» **Given instruction 1**:
List every person named in the passage on dating Sor's guitar works below.

Start Given passage

The recent find of the Fantaisie pour Guitare Seule, Composée et dédiée à Son Elève Mademoiselle Houzé, is dated by Jeffery as Probably dates from Paris in the period c. 1829-33 when Sor dedicated other works to Mlle. Houzé. This dating is based on assumptions which have not been carefully examined. In Chapter 6, page 90, Jeffery gives a list of opus numbers from Op. 36 to 62, with dating of each by reference to announcements in the Bibliographie de la France and dates stamped on some editions. This is solid information on which there is no argument possible, unless one wants to examine the implications to this list presented by the newly discovered catalogue mentioned above. What I do find questionable is the sentence following the list, where the author says that: The intervening guitar works can be roughly dated from the above list. I should beg to differ strongly. This statement assumes a certain chronological regularity in the composition and or publication of opus numbers. There is nothing in the historical record to suggest such a chronology and Jeffery does not offer any substantiation for the claim.

End Given passage
Start Material for this exercise

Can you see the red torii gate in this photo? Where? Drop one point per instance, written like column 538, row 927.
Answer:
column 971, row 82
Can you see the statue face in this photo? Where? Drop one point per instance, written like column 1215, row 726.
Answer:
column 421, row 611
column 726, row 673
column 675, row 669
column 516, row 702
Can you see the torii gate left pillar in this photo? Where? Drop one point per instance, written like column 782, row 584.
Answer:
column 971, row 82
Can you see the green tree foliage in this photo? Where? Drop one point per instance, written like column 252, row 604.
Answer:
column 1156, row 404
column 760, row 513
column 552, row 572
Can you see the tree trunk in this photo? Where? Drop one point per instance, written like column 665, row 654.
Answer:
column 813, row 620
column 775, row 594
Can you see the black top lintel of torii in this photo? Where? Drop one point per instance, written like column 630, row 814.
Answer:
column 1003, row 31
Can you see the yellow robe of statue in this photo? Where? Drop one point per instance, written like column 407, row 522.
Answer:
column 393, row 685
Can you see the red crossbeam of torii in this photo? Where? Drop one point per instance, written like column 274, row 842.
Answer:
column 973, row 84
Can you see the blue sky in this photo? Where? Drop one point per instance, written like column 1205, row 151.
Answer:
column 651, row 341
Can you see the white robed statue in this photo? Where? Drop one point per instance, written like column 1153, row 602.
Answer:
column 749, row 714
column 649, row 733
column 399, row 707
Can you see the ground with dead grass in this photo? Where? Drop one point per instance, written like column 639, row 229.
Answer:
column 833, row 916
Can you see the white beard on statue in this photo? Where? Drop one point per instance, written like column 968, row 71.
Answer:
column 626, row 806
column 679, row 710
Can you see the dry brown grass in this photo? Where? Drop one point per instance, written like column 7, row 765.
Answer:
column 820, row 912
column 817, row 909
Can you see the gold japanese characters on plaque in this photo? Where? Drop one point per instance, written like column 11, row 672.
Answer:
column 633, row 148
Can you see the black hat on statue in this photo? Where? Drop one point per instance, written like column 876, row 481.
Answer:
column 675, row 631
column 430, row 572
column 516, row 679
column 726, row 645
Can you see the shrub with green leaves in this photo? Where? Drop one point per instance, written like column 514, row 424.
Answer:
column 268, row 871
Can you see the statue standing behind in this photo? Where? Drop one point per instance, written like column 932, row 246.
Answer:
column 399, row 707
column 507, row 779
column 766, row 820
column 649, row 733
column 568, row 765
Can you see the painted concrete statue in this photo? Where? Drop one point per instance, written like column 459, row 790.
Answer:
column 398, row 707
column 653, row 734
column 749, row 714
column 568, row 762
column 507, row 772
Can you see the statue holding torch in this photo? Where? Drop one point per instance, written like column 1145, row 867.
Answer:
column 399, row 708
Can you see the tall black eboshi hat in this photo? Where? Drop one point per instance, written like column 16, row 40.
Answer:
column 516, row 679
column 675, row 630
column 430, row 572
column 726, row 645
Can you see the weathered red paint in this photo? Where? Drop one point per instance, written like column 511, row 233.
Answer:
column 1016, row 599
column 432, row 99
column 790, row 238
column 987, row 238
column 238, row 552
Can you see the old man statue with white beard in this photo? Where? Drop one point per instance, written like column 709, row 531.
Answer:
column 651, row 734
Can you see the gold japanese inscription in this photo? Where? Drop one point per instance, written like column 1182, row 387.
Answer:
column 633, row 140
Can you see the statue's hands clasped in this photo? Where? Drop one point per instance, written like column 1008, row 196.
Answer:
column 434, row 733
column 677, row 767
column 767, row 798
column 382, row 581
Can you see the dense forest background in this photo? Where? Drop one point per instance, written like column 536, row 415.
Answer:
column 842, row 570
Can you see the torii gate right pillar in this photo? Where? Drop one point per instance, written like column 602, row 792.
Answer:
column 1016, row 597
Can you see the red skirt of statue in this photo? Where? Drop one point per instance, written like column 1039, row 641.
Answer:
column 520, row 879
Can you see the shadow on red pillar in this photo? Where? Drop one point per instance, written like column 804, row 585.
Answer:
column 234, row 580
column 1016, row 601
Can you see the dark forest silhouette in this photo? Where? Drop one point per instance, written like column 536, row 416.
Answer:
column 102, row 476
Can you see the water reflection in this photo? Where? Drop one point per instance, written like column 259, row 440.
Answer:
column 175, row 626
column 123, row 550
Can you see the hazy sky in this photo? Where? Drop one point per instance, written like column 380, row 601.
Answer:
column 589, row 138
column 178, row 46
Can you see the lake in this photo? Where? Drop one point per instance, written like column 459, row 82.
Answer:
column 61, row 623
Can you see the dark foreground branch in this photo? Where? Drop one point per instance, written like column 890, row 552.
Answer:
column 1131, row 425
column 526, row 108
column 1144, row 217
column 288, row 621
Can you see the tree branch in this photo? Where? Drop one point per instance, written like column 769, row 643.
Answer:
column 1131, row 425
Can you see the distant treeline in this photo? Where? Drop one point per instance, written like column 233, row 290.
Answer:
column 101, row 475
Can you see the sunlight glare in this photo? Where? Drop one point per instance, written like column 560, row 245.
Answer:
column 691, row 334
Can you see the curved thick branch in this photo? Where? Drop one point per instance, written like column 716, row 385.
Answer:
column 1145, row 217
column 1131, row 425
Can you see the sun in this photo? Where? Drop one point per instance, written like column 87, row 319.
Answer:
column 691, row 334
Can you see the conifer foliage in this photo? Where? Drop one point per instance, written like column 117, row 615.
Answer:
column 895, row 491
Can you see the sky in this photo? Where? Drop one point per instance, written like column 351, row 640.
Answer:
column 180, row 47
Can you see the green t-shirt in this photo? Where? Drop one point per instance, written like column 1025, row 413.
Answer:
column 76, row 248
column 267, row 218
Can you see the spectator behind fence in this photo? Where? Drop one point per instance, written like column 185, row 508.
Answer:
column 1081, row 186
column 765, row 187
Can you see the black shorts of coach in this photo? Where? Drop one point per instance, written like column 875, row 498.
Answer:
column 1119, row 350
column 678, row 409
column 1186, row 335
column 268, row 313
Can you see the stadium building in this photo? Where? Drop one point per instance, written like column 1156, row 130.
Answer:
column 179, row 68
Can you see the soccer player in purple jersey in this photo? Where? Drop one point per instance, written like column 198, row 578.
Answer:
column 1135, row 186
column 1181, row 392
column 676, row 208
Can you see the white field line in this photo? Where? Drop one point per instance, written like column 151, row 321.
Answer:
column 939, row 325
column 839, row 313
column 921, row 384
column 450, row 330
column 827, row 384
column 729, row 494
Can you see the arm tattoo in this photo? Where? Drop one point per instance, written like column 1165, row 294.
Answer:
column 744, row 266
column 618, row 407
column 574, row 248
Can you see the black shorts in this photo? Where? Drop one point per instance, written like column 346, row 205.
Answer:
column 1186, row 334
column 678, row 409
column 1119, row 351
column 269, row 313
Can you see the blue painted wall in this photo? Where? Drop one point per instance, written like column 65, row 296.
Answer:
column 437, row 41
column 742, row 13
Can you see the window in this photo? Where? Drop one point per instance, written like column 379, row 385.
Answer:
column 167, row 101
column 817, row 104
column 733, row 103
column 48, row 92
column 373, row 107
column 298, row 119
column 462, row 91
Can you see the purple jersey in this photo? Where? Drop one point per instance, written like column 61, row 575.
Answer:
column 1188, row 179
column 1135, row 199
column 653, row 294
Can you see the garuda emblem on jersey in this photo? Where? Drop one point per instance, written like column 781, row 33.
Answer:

End Material for this exercise

» **Given instruction 2**:
From the entries above, extract the lines starting at the line that contains "Can you see the painted" and ending at the line that contains "column 238, row 552", both included, keeping each one unchanged.

» **Expected answer 1**:
Jeffery, Sor, Mademoiselle Houzé

» **Expected answer 2**:
Can you see the painted concrete statue in this photo? Where? Drop one point per instance, written like column 459, row 790.
Answer:
column 398, row 707
column 653, row 734
column 749, row 714
column 568, row 762
column 507, row 772
Can you see the statue holding torch in this photo? Where? Drop one point per instance, written like column 1145, row 867.
Answer:
column 399, row 708
Can you see the tall black eboshi hat in this photo? Where? Drop one point per instance, written like column 16, row 40.
Answer:
column 516, row 679
column 675, row 630
column 430, row 572
column 726, row 645
Can you see the weathered red paint in this photo? Where? Drop one point per instance, written like column 511, row 233.
Answer:
column 1016, row 599
column 432, row 99
column 790, row 238
column 987, row 238
column 238, row 552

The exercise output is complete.